## Document extract
■ ■ ■ ■

Background: The accumulation of aggregated α-synuclein (αSyn) is known as one of
the critical reasons to exhibit their variable molecular pathologies and phenotypes in synucleinopathies.
Recent studies suggested that the real-time quaking-induced conversion (RT-QuIC) assay
is one of the potential methods to detect these αSyn aggregates and could detect the aggregated
αSyn in the brain tissue and cerebrospinal fluid (CSF) using the propensity of the prion-like oligomerization.
Objective: We tried to optimize the αSyn RT-QuIC assay based on the aggregation of αSyn in
brain samples of synucleinopathies by comparing the conditions of the recently reported αSyn RTQuIC
Methods: This study applied a highly sensitive RT-QuIC assay using recombinant αSyn (rαSyn) to
detect aggregated αSyn in the brain tissue from dementia with Lewy bodies (DLB).

■ ■ ■ ■

## Data listing
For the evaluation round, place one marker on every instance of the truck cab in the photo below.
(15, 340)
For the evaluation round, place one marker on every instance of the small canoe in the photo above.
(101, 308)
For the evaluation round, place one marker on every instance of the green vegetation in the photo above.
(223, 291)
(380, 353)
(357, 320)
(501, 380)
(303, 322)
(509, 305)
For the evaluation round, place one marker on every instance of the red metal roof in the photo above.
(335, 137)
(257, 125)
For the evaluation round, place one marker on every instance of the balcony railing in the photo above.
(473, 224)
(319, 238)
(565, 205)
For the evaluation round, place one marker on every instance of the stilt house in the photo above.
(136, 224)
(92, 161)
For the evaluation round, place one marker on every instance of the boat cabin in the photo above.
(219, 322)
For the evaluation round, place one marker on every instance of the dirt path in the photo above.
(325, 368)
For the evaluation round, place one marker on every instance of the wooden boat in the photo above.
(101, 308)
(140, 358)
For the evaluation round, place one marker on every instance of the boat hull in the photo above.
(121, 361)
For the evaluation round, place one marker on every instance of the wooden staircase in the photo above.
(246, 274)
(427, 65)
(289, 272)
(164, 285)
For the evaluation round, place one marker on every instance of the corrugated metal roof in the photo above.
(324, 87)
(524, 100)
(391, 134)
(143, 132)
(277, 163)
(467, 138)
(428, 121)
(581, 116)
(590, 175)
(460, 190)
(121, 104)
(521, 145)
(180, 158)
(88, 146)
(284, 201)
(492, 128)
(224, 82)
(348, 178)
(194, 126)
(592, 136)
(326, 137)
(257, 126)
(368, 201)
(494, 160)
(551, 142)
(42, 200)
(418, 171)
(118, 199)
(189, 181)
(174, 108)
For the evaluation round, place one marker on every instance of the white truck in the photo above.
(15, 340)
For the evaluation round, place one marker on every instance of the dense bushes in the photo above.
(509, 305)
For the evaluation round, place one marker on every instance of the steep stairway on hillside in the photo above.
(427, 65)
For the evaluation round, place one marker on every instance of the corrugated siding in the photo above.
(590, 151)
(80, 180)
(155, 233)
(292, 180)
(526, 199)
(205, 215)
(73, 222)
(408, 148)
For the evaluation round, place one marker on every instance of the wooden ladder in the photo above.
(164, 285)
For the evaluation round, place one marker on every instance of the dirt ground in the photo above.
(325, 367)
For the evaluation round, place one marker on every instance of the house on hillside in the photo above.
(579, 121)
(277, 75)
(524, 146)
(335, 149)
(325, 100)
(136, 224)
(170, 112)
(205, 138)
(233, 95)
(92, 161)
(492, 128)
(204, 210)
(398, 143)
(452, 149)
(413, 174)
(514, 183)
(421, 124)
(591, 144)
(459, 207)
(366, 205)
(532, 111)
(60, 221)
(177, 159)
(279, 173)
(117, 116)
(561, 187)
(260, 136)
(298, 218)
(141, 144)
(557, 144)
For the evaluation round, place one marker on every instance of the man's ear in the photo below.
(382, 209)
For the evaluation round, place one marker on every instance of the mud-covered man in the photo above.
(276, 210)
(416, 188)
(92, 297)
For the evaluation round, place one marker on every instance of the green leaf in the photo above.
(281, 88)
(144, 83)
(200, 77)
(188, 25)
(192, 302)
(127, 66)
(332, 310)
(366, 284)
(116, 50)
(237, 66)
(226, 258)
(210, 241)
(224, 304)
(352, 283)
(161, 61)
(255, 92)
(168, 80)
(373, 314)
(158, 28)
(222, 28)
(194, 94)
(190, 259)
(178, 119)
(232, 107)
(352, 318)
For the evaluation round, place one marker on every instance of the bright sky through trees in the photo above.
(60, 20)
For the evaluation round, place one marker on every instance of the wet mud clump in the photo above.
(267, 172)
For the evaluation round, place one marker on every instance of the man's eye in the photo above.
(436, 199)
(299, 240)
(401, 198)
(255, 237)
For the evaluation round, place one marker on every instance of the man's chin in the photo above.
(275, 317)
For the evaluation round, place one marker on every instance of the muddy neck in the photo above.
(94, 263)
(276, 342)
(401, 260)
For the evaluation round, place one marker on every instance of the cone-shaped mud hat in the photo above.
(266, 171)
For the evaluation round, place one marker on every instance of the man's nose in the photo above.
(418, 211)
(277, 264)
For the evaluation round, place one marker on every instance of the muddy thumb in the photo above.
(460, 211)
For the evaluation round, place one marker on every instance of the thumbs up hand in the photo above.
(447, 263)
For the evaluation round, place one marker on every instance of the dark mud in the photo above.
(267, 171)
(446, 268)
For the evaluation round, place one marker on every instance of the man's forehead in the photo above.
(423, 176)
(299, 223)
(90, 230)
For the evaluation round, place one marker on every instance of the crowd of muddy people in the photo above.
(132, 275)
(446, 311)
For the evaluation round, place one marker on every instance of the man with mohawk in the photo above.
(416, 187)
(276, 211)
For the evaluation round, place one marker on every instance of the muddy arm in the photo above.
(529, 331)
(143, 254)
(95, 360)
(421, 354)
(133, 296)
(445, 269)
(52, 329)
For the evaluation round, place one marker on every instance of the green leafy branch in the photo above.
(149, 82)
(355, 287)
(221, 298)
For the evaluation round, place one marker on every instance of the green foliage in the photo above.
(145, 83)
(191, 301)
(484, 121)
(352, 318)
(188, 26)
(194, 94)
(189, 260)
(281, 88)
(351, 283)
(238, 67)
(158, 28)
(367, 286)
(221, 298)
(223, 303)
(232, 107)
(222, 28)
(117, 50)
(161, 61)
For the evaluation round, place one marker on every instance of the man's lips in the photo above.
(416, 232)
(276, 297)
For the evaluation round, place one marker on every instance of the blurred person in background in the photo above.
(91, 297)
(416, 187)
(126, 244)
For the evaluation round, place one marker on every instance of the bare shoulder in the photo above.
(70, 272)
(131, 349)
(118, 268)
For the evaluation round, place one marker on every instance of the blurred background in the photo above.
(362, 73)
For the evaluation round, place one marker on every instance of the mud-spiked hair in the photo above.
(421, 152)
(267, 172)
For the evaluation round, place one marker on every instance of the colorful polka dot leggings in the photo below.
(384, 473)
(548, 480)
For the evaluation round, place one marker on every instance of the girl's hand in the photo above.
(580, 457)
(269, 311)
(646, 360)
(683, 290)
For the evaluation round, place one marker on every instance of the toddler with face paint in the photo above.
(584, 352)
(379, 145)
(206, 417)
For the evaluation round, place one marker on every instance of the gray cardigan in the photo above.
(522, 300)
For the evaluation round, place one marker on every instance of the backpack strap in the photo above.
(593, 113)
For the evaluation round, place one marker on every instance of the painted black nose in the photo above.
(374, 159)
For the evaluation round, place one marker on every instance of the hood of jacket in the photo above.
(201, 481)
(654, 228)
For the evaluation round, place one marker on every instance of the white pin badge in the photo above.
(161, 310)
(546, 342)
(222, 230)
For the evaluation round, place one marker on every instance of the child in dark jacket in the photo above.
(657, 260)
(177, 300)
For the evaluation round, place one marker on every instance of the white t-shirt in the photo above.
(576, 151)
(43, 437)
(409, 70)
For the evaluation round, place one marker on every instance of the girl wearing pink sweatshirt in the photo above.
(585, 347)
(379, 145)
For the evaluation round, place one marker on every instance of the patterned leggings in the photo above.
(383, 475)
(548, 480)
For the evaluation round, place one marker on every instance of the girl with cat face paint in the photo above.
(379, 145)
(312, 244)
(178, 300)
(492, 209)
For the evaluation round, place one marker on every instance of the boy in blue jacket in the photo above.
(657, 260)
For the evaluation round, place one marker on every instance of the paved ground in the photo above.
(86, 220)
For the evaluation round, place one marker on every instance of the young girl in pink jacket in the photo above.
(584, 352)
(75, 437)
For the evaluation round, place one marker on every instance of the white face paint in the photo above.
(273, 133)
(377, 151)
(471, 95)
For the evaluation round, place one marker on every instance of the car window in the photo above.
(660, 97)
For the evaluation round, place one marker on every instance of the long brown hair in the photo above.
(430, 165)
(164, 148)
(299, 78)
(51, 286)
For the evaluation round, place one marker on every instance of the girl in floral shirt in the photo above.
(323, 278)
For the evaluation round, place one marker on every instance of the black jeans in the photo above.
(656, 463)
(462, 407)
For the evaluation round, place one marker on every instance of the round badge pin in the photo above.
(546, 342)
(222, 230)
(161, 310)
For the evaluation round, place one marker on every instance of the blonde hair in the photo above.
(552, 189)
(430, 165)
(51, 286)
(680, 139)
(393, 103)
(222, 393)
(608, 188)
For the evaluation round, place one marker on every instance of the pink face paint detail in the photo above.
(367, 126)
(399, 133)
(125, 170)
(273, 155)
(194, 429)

■ ■ ■ ■

## Set of tasks
A: Translate this sentence from the α-synuclein abstract into Spanish: "This study applied a highly sensitive RT-QuIC assay using recombinant αSyn (rαSyn) to detect aggregated αSyn in the brain tissue from dementia with Lewy bodies (DLB)."
B: Turn the paragraph of the α-synuclein abstract that begins "Background: The accumulation of aggregated α-synuclein" into a short bulleted list that keeps its main facts.
C: Carry on writing the α-synuclein abstract from its final sentence.
The data has no connection to the α-synuclein abstract.

## Expected outputs
A: Este estudio aplicó un ensayo RT-QuIC de alta sensibilidad con αSyn recombinante (rαSyn) para detectar αSyn agregada en el tejido cerebral de casos de demencia con cuerpos de Lewy (DLB).

B:
- Aggregated α-synuclein (αSyn) builds up in synucleinopathies and is a key cause of their varied molecular pathologies and phenotypes.
- Recent studies suggest the real-time quaking-induced conversion (RT-QuIC) assay can detect these aggregates.
- The assay relies on αSyn's tendency toward prion-like oligomerization.
- It can find aggregated αSyn in brain tissue and cerebrospinal fluid (CSF).

C:
Results: This study compared αSyn RT-QuIC assays under conditions such as beads, rαSyn as a
substrate, reaction buffers, and fluorescence detectors. We observed that the addition of beads and
the use of 6x His-tagged rαSyn as a substrate help to obtain higher positive responses from αSyn
RT-QuIC assay seeding with brain homogenate (BH) of DLB and phosphate buffer-based reaction
showed higher positive responses than HEPES buffer-based reaction on both fluorescent microplate
readers. We also observed that the DLB BHs gave positive responses within 15–25h, which is
faster high positive responses than recently reported assays.
Conclusion: This established αSyn RT-QuIC assay will be able to apply to the early clinical diagnosis
of αSyn aggregates-related diseases in various biofluids such as CSF.